February 27, 2010 | 3 Comments

Dating as it is, is a delicate issue which needs to be handled with care. It becomes even more complicated when there are children involved. Many people think twice about dating someone who has children and many singles with children are slightly nervous in starting a new relationship. Dating a person with children could end in a very long-lasting relationship. However you have to tread very cautiously, taking care in every step so that the children are not hurt. Surely the presence of children do complicate matters, but it does not mean that the relationship is doomed.

When you meet the children of the person you are dating is the most critical factor in the relationship. It is not essential to meet the children on the first date. in fact, it is not advisable, as the future of the relationship is still uncertain at this stage. It is important though for the person to admit that he or she has children but you must give each other enough time, before you meet the kids.

Information provided
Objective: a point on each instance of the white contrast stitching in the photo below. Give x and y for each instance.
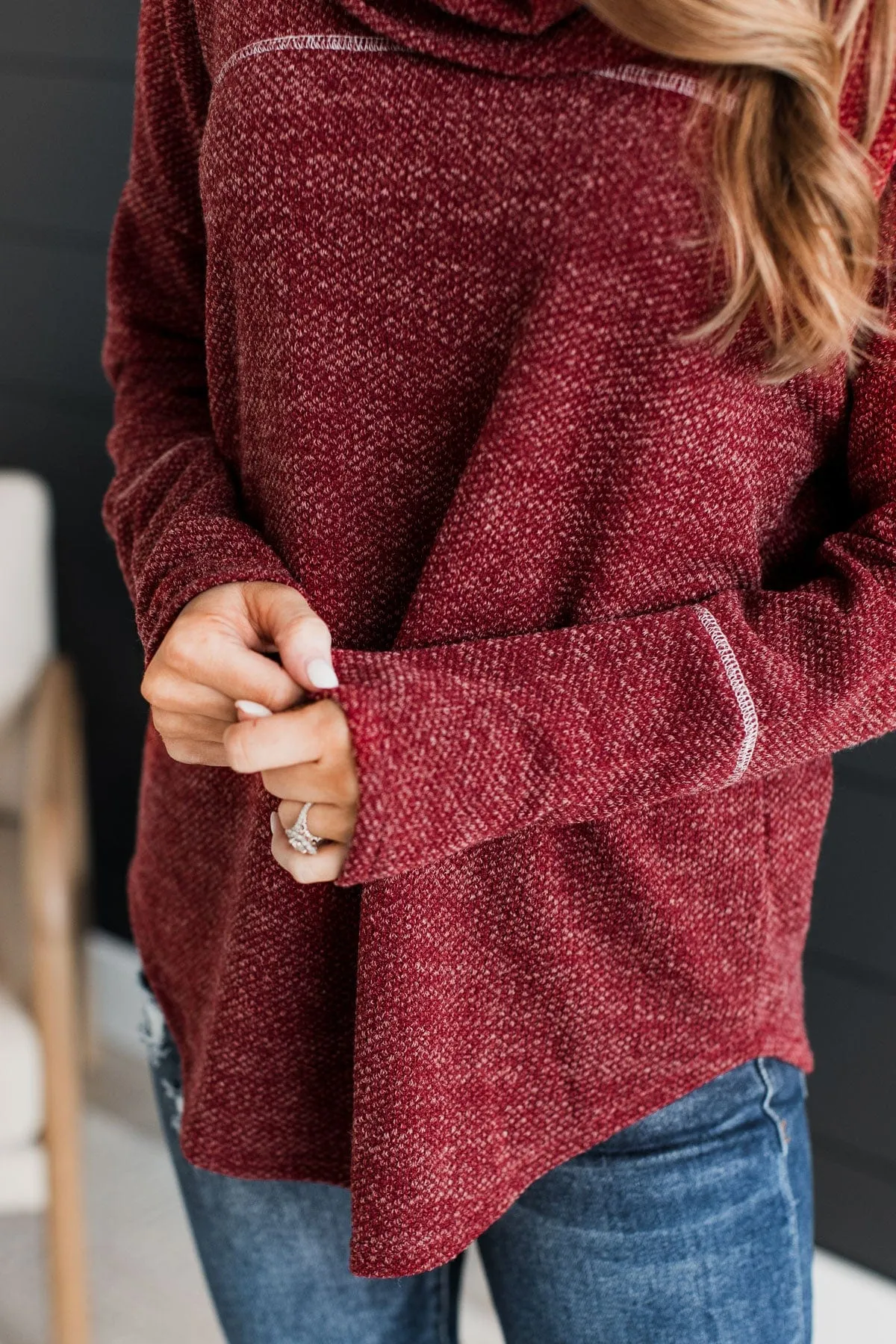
(738, 685)
(672, 82)
(308, 42)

Set exercise
Translate this sentence from the passage on dating someone with children into Spanish: "It is not essential to meet the children on the first date."

Response
No es imprescindible conocer a los hijos en la primera cita.